++++ Extracted records ++++
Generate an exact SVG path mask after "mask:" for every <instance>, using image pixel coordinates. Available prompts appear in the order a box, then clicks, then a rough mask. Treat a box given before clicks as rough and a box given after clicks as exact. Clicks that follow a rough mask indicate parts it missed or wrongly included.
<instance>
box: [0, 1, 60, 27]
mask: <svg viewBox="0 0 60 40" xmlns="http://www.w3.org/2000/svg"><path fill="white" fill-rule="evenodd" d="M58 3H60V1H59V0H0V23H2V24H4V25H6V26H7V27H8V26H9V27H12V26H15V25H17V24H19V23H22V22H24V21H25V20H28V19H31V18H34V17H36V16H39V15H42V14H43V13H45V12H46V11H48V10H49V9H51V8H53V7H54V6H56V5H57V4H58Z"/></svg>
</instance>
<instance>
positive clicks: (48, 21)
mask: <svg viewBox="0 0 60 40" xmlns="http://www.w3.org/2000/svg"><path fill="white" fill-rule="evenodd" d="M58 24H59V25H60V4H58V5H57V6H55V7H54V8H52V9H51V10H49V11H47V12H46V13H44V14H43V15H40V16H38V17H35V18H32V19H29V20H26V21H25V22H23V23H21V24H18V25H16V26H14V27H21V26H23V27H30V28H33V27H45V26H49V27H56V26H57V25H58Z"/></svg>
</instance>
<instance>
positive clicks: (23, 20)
++++
For each record above, print an exact copy.

Generate an exact SVG path mask after "mask:" for every <instance>, using image pixel coordinates. Available prompts appear in the order a box, then clicks, then a rough mask. Treat a box given before clicks as rough and a box given after clicks as exact. Clicks that follow a rough mask indicate parts it missed or wrongly included.
<instance>
box: [0, 1, 60, 27]
mask: <svg viewBox="0 0 60 40" xmlns="http://www.w3.org/2000/svg"><path fill="white" fill-rule="evenodd" d="M58 3H60V1H59V0H0V23H2V24H4V25H6V26H7V27H8V26H9V27H12V26H15V25H17V24H19V23H22V22H24V21H25V20H28V19H31V18H34V17H36V16H39V15H42V14H43V13H45V12H46V11H48V10H49V9H51V8H53V7H54V6H56V5H57V4H58Z"/></svg>
</instance>
<instance>
positive clicks: (48, 21)
mask: <svg viewBox="0 0 60 40" xmlns="http://www.w3.org/2000/svg"><path fill="white" fill-rule="evenodd" d="M58 24H59V25H60V4H58V5H57V6H55V7H54V8H52V9H51V10H49V11H47V12H46V13H44V14H43V15H40V16H38V17H35V18H32V19H29V20H26V21H25V22H23V23H21V24H18V25H16V26H14V27H21V26H23V27H30V28H33V27H45V26H49V27H56V26H57V25H58Z"/></svg>
</instance>
<instance>
positive clicks: (23, 20)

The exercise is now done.